Stored dataset items
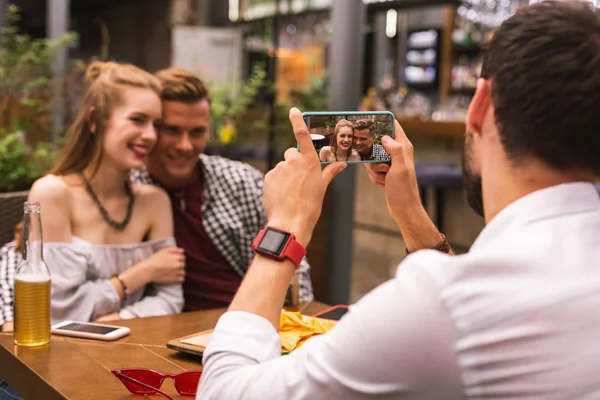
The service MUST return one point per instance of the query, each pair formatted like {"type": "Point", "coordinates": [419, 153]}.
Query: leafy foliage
{"type": "Point", "coordinates": [25, 100]}
{"type": "Point", "coordinates": [21, 165]}
{"type": "Point", "coordinates": [228, 110]}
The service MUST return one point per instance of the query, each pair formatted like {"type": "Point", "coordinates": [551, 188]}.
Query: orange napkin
{"type": "Point", "coordinates": [295, 329]}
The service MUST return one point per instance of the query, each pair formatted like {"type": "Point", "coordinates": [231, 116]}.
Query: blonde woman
{"type": "Point", "coordinates": [341, 147]}
{"type": "Point", "coordinates": [109, 245]}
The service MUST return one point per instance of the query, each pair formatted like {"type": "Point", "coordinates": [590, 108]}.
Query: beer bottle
{"type": "Point", "coordinates": [32, 284]}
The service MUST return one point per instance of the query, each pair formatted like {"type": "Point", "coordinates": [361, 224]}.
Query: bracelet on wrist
{"type": "Point", "coordinates": [443, 246]}
{"type": "Point", "coordinates": [123, 287]}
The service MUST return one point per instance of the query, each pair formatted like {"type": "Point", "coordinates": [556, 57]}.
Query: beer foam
{"type": "Point", "coordinates": [32, 277]}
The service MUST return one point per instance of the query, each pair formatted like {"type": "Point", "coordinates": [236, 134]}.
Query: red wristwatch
{"type": "Point", "coordinates": [279, 245]}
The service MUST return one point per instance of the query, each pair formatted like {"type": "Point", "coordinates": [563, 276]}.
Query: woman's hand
{"type": "Point", "coordinates": [108, 317]}
{"type": "Point", "coordinates": [166, 265]}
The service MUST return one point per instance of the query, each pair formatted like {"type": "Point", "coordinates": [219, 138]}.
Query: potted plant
{"type": "Point", "coordinates": [25, 88]}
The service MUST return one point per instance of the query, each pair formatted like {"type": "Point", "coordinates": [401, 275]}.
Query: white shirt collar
{"type": "Point", "coordinates": [545, 203]}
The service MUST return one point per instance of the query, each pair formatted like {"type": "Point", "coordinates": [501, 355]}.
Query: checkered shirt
{"type": "Point", "coordinates": [379, 153]}
{"type": "Point", "coordinates": [233, 213]}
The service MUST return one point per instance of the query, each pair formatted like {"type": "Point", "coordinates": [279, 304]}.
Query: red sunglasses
{"type": "Point", "coordinates": [147, 381]}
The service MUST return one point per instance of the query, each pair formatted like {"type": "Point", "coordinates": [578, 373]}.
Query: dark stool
{"type": "Point", "coordinates": [439, 177]}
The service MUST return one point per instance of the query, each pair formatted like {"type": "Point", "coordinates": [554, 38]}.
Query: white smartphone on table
{"type": "Point", "coordinates": [90, 330]}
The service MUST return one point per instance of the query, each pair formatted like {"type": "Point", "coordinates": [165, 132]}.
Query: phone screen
{"type": "Point", "coordinates": [352, 137]}
{"type": "Point", "coordinates": [336, 314]}
{"type": "Point", "coordinates": [78, 327]}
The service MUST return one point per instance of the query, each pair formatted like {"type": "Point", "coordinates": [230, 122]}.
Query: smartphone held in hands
{"type": "Point", "coordinates": [350, 136]}
{"type": "Point", "coordinates": [90, 330]}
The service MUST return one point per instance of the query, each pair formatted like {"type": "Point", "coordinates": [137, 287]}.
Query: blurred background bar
{"type": "Point", "coordinates": [419, 59]}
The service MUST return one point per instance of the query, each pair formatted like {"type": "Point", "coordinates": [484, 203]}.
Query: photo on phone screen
{"type": "Point", "coordinates": [353, 137]}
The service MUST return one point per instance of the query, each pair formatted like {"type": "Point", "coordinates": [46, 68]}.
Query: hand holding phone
{"type": "Point", "coordinates": [90, 330]}
{"type": "Point", "coordinates": [350, 136]}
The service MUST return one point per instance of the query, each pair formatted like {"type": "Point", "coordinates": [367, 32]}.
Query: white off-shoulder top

• _Aim of the task_: Please copy the preceding records exactly and omit the images.

• _Solution_:
The service MUST return one point per instance of the query, each pair formatted like {"type": "Point", "coordinates": [419, 153]}.
Query: leafy foliage
{"type": "Point", "coordinates": [25, 100]}
{"type": "Point", "coordinates": [21, 165]}
{"type": "Point", "coordinates": [228, 110]}
The service MUST return one point per instance of the query, each pair formatted like {"type": "Point", "coordinates": [551, 188]}.
Query: orange napkin
{"type": "Point", "coordinates": [295, 329]}
The service MUST return one point per instance of the query, each pair formatted like {"type": "Point", "coordinates": [231, 116]}.
Query: blonde woman
{"type": "Point", "coordinates": [341, 147]}
{"type": "Point", "coordinates": [109, 245]}
The service MUST return one point per instance of the query, each pair formatted like {"type": "Point", "coordinates": [590, 108]}.
Query: beer bottle
{"type": "Point", "coordinates": [32, 284]}
The service MUST return one point per instance of the query, each pair formatted like {"type": "Point", "coordinates": [361, 224]}.
Query: bracelet on wrist
{"type": "Point", "coordinates": [443, 246]}
{"type": "Point", "coordinates": [123, 287]}
The service MUST return one point per instance of the query, each pair formatted like {"type": "Point", "coordinates": [556, 57]}.
Query: beer foam
{"type": "Point", "coordinates": [32, 277]}
The service MUST return one point per instance of the query, each pair formatted like {"type": "Point", "coordinates": [236, 134]}.
Query: red wristwatch
{"type": "Point", "coordinates": [279, 245]}
The service MUST return one point per instance of the query, each pair formatted like {"type": "Point", "coordinates": [563, 276]}.
Query: woman's hand
{"type": "Point", "coordinates": [108, 317]}
{"type": "Point", "coordinates": [166, 265]}
The service MUST return one point per instance of the query, each pair formatted like {"type": "Point", "coordinates": [219, 138]}.
Query: potted plant
{"type": "Point", "coordinates": [25, 88]}
The service MUST return one point per instance of the query, each pair formatted like {"type": "Point", "coordinates": [401, 275]}.
Query: white shirt collar
{"type": "Point", "coordinates": [545, 203]}
The service MUST return one point per instance of the query, each pair formatted like {"type": "Point", "coordinates": [501, 355]}.
Query: checkered shirt
{"type": "Point", "coordinates": [379, 153]}
{"type": "Point", "coordinates": [233, 213]}
The service MUST return one point per instance of the query, each pair formatted like {"type": "Point", "coordinates": [279, 304]}.
Query: red sunglasses
{"type": "Point", "coordinates": [147, 381]}
The service MUST return one point per instance of the query, each pair formatted like {"type": "Point", "coordinates": [578, 373]}.
Query: dark stool
{"type": "Point", "coordinates": [439, 177]}
The service MUST return one point per instance of the query, each pair formatted like {"type": "Point", "coordinates": [554, 38]}.
Query: white smartphone on table
{"type": "Point", "coordinates": [90, 330]}
The service MUST return one point per instance of the query, each pair formatted like {"type": "Point", "coordinates": [165, 132]}.
Query: phone screen
{"type": "Point", "coordinates": [352, 137]}
{"type": "Point", "coordinates": [336, 314]}
{"type": "Point", "coordinates": [78, 327]}
The service MUST return one point per instance of the query, each pair formatted like {"type": "Point", "coordinates": [230, 122]}.
Query: smartphone held in hands
{"type": "Point", "coordinates": [350, 136]}
{"type": "Point", "coordinates": [90, 330]}
The service MUST return one point per instance of the query, each pair formatted like {"type": "Point", "coordinates": [137, 287]}.
Query: blurred background bar
{"type": "Point", "coordinates": [419, 59]}
The service MUST return one point per instance of the query, each pair formatted like {"type": "Point", "coordinates": [484, 203]}.
Query: photo on phone screen
{"type": "Point", "coordinates": [353, 137]}
The service MUST return one point per instance of the query, each pair formatted like {"type": "Point", "coordinates": [46, 68]}.
Query: hand holding phone
{"type": "Point", "coordinates": [90, 330]}
{"type": "Point", "coordinates": [350, 136]}
The service MUST return one point per instance of the query, each pair formatted like {"type": "Point", "coordinates": [367, 32]}.
Query: white off-shoulder top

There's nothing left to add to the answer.